EXERCISE DIRECTIONS:
Copy every line of the listing below word for word.

Start of RECORDS FOR THE TASK

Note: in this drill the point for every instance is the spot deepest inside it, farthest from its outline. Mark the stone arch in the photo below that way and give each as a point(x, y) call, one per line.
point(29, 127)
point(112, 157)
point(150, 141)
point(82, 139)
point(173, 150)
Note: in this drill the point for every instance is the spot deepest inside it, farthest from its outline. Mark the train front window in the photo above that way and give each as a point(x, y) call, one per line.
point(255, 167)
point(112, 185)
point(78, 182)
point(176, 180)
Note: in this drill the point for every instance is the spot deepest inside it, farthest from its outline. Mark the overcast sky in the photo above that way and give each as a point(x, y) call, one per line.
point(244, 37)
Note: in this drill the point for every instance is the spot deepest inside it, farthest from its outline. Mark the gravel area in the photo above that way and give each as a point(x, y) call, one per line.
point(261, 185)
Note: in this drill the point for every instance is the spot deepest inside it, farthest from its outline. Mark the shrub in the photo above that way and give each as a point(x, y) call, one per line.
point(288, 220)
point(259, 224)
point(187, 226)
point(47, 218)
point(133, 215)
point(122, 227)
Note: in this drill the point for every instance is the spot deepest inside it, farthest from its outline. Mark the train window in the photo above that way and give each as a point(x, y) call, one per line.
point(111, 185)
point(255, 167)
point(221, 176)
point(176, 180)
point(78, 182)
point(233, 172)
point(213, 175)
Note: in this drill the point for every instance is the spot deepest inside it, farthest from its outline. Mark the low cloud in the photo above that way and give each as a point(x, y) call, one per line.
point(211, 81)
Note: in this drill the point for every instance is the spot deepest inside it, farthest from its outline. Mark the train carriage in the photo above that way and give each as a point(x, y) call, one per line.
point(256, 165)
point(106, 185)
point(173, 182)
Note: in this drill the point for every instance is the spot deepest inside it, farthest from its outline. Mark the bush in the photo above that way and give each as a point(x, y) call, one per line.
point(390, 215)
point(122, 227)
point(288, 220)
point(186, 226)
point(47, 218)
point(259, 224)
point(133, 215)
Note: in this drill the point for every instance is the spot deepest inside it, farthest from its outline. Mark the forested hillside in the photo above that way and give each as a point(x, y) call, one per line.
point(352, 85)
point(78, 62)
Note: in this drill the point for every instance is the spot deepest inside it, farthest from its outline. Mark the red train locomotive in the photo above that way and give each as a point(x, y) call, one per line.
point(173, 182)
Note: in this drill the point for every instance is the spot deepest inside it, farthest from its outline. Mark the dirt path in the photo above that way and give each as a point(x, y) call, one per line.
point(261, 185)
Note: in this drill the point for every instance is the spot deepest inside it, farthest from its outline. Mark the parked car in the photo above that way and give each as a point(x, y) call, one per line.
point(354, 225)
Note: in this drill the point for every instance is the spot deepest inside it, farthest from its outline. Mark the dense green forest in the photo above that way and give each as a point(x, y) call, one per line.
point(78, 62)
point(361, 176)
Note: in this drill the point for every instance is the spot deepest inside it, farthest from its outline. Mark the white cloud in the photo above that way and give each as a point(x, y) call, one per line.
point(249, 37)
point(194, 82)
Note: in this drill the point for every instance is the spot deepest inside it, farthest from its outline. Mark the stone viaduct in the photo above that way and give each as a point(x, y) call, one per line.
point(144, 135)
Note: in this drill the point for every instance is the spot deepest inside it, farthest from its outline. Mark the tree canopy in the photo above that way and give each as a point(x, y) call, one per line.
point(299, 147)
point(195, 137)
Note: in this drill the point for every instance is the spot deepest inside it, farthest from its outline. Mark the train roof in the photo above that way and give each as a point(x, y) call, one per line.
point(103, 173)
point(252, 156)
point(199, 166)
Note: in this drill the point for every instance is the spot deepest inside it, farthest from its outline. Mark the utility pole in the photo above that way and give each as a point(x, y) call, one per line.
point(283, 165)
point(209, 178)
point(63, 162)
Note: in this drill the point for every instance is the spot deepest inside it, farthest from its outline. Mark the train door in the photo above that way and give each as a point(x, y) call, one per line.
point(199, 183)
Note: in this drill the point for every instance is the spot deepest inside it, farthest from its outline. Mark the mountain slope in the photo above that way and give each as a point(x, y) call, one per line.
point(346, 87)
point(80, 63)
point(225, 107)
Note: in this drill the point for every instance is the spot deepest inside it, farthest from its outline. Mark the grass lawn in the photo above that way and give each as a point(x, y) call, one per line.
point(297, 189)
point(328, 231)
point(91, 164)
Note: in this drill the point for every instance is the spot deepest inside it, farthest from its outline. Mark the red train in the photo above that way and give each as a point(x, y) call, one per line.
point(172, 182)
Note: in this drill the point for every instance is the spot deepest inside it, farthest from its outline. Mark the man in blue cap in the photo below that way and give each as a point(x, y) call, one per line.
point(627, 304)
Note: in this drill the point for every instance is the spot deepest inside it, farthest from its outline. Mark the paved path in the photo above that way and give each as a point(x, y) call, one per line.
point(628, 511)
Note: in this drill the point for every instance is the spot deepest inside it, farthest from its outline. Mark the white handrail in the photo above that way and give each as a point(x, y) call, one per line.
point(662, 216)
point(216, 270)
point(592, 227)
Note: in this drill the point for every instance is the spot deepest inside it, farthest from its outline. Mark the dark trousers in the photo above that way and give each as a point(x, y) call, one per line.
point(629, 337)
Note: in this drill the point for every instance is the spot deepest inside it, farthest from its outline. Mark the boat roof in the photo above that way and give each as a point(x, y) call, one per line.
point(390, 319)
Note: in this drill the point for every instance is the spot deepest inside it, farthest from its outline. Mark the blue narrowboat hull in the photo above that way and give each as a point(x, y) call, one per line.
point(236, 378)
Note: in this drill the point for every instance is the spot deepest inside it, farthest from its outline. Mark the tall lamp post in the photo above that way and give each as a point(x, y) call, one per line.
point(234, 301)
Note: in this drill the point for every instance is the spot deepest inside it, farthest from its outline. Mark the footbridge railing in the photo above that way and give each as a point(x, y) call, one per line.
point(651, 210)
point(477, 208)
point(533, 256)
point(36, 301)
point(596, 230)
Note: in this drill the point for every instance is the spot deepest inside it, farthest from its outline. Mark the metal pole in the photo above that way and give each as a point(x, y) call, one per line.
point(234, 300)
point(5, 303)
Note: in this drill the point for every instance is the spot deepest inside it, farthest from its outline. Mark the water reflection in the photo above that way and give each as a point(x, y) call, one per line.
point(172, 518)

End of RECORDS FOR THE TASK

TASK SOLUTION:
Note: in this drill the point for every instance is the spot deepest inside it, farthest from its outline. Mark the stone arch in the photo below that way and give each as a point(x, y) call, one per line.
point(29, 127)
point(112, 157)
point(150, 141)
point(82, 139)
point(173, 150)
Note: in this drill the point for every instance is the spot deepest inside it, farthest from its outline. Mark the train front window in the photo above that way and give each as a point(x, y) call, one per line.
point(255, 167)
point(112, 185)
point(78, 182)
point(176, 180)
Note: in this drill the point for every instance is the spot deepest inside it, farthest from its outline. Mark the overcast sky in the photo above that way and give each as a point(x, y) call, one per line.
point(244, 37)
Note: in this drill the point for every instance is the spot deepest inside it, farthest from its outline. Mark the gravel area in the photo above that way and give each as a point(x, y) call, one per line.
point(261, 185)
Note: in this drill the point for every instance is the spot deepest inside it, farthest from its outline. Mark the shrub in the photo above that way and give each as a point(x, y) call, one per line.
point(288, 220)
point(259, 224)
point(187, 226)
point(47, 218)
point(133, 215)
point(122, 227)
Note: in this drill the point for every instance is the spot deepest inside it, farthest from its outline. Mark the train window in the photo above that way and give each as a point(x, y) call, one per line.
point(111, 185)
point(255, 167)
point(221, 176)
point(176, 180)
point(78, 182)
point(233, 172)
point(213, 175)
Note: in this drill the point for every instance is the spot deepest inside it, farthest from its outline. Mark the low cloud in the photo above that way and give each as a point(x, y) call, one per line.
point(211, 81)
Note: in this drill the point for every instance is the spot deepest inside it, farthest from its outline. Mark the train carriage in the photo above that way and give each as a point(x, y) call, one per line.
point(256, 165)
point(106, 185)
point(173, 182)
Note: in this drill the point for every instance is the spot deepest inside it, farthest from its outline. Mark the bush in the photo above that way and give each as a point(x, y) call, one per line.
point(390, 215)
point(122, 227)
point(288, 220)
point(186, 226)
point(47, 218)
point(259, 224)
point(133, 215)
Note: in this drill the point for every instance is the spot deepest inside it, farthest from its outline. Mark the forested hillside in the photo above that way and give each as a point(x, y) call, one per line.
point(352, 85)
point(78, 62)
Note: in this drill the point for every instance is the spot deepest inside it, farthest from its outline. Mark the red train locomotive in the photo above that way and give each as a point(x, y) call, one per line.
point(173, 182)
Note: in this drill the point for every instance is the spot deepest inside it, farthest from its outline. Mark the dirt path in the photo above that way and give each as a point(x, y) call, one per line.
point(261, 185)
Note: in this drill the point for every instance is the spot deepest inside it, farthest from its outline. Mark the parked car in the photo above that way and give each as a point(x, y) call, one per line.
point(354, 225)
Note: in this drill the point for every instance is the spot deepest inside it, farthest from its outline. Mark the dense green forest in the photo above that way and give each as a point(x, y) call, one per line.
point(78, 62)
point(361, 176)
Note: in this drill the point for every instance is the spot deepest inside it, farthest from its outline. Mark the white cloud in the photo above that way and give each as a point(x, y) call, one per line.
point(249, 37)
point(194, 82)
Note: in this drill the point for every instance is the spot deepest inside it, farthest from its outline. Mark the stone viaduct in the photo above that way and give each as a point(x, y) call, one per line.
point(144, 135)
Note: in this drill the point for every instance is the spot deepest inside it, farthest from its outline. Mark the tree canopy in the photo above that way and give each as a point(x, y) call, one per line.
point(299, 147)
point(195, 137)
Note: in this drill the point for every instance is the spot deepest inside it, farthest from its outline. Mark the train roof in the photo above that way and give each as a point(x, y) call, one per line.
point(103, 173)
point(252, 156)
point(199, 166)
Note: in this drill the point for every instance is the spot deepest inside it, farthest from its outline. Mark the utility pole in the photo above that way and give each as a point(x, y) call, one per line.
point(283, 165)
point(209, 178)
point(63, 162)
Note: in this drill the point for every instance is the spot deepest inside it, farthest from its outline. Mark the train door in the photo above that way and give each as a point(x, y) call, one per line.
point(199, 183)
Note: in this drill the point for every instance is the spot deepest inside it, farthest from its outline. Mark the mountain slope in the photo above that way and give each as a point(x, y) call, one per line.
point(346, 87)
point(80, 63)
point(225, 107)
Note: in this drill the point for every instance is the spot deepest inside it, farthest from its outline. Mark the grass lawn in the photo above that way and give each as a point(x, y) call, one per line.
point(297, 189)
point(328, 231)
point(91, 164)
Note: in this drill the point for every instance is the spot deepest inside it, farthest from its outline. Mark the red train in the photo above that way and give each as a point(x, y) call, one per line.
point(172, 182)
Note: in this drill the point for every instance is the spot deepest inside it, farthest from its outline. Mark the man in blue cap in the photo below that way and give each as a point(x, y) call, one per line.
point(627, 304)
Note: in this drill the point for every instance is the spot deepest inside it, farthest from its outline. Mark the paved path in the photo above that way and give each as a point(x, y) call, one per line.
point(628, 511)
Note: in this drill the point for every instance is the spot deepest inside it, farthest from its outline. Mark the white handrail in the photo above that way and give each as a point(x, y) call, one per line.
point(662, 216)
point(216, 270)
point(592, 227)
Note: in this drill the point for every instance is the spot deepest inside it, farthest from its outline. Mark the dark trousers in the photo above that way and give each as a point(x, y) call, one per line.
point(629, 337)
Note: in this drill the point for every instance is the spot deepest inside it, farthest from its outline. Mark the boat roof in the photo above that way and give each as a point(x, y) call, one per line.
point(390, 319)
Note: in this drill the point for every instance is the spot deepest inside it, farthest from its outline. Mark the blue narrowboat hull in the photo above that way and give each as a point(x, y) call, one per line.
point(236, 378)
Note: in this drill the point for every instance is the spot deepest inside it, farthest from its outline. Mark the tall lamp post in the photo above that way and give each as a point(x, y) call, one per line.
point(234, 301)
Note: in this drill the point for every instance is the spot deepest inside it, farthest from its outline. Mark the footbridge railing in the photo above that way and give each as a point(x, y) call, one per line.
point(651, 210)
point(477, 208)
point(533, 256)
point(36, 301)
point(596, 230)
Note: in this drill the point for every instance is the spot deepest inside it, farthest from its outline. Mark the metal pole in the photo above that way and give each as a point(x, y) call, one per line.
point(234, 300)
point(5, 303)
Note: in this drill the point for every instance is the spot deepest inside it, farthest from its outline. Mark the water reflection in the photo above that way and give each as a point(x, y) call, one per line.
point(172, 518)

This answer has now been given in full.